Input for this task:
+ + + + + + +
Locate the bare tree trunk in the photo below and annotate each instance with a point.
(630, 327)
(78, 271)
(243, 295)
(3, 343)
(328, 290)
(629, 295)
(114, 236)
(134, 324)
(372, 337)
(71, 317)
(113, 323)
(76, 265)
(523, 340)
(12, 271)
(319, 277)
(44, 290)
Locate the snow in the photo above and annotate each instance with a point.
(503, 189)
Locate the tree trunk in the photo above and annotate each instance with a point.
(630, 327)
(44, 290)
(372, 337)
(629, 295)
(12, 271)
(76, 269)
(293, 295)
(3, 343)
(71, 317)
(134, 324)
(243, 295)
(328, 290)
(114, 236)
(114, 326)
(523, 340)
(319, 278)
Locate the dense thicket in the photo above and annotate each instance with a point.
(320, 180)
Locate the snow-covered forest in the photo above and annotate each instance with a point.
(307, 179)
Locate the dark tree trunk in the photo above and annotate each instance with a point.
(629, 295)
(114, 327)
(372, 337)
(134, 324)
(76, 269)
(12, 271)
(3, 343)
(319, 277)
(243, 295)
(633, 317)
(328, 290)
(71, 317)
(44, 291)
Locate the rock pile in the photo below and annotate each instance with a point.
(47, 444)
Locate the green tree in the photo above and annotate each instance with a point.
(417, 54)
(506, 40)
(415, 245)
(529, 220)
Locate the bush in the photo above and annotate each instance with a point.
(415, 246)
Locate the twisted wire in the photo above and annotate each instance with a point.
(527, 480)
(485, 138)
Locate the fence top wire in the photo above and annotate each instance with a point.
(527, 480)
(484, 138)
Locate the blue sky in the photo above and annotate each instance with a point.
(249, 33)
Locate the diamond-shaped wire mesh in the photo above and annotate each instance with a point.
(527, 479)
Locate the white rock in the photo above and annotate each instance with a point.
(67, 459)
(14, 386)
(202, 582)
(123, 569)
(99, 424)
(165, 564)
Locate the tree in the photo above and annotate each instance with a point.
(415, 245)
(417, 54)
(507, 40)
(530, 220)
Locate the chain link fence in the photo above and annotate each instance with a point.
+ + + + + + +
Task item:
Restate each entry word for word.

Solved exercise:
Locate the bare tree trunk in the photo below and annotate each instance with a point.
(630, 327)
(78, 271)
(243, 295)
(3, 343)
(328, 290)
(629, 295)
(114, 236)
(134, 324)
(372, 337)
(71, 317)
(113, 323)
(76, 265)
(523, 340)
(12, 271)
(319, 277)
(44, 290)
Locate the snow in the photo above and annotate each instance with a point.
(503, 189)
Locate the tree trunk in the photo above and annotate each instance with a point.
(630, 327)
(44, 290)
(372, 337)
(629, 295)
(12, 271)
(76, 269)
(293, 295)
(3, 343)
(71, 317)
(134, 324)
(243, 295)
(328, 290)
(114, 236)
(114, 326)
(523, 340)
(319, 278)
Locate the dense thicket in the photo above and annotate each instance with a point.
(320, 180)
Locate the snow-covered forest in the photo above and annotate each instance with a point.
(307, 179)
Locate the dark tree trunk in the photo above and annotate each instance with a point.
(629, 295)
(114, 327)
(372, 337)
(134, 324)
(76, 269)
(12, 271)
(3, 343)
(319, 277)
(243, 295)
(633, 317)
(328, 290)
(71, 317)
(44, 291)
Locate the rock pile in the photo below and annotate each instance with a point.
(47, 444)
Locate the green tree in the photo above and annotate each instance with a point.
(417, 54)
(506, 40)
(415, 245)
(529, 220)
Locate the bush in the photo above and annotate each instance with a point.
(415, 246)
Locate the twisted wire in the photo above and annotate each instance with a point.
(527, 480)
(485, 138)
Locate the fence top wire in the photo above and annotate each instance with a point.
(527, 480)
(484, 138)
Locate the blue sky in the photo above and annotate each instance with a point.
(249, 33)
Locate the diamond-shaped wire mesh in the photo above and annotate each instance with a point.
(527, 479)
Locate the white rock in the photo above and annotate each instance with a point.
(67, 459)
(14, 386)
(202, 582)
(123, 569)
(99, 424)
(165, 564)
Locate the tree in the photo above and annotate each instance with a point.
(415, 245)
(417, 54)
(507, 40)
(530, 220)
Locate the chain link fence in the photo above and annotate each instance with a point.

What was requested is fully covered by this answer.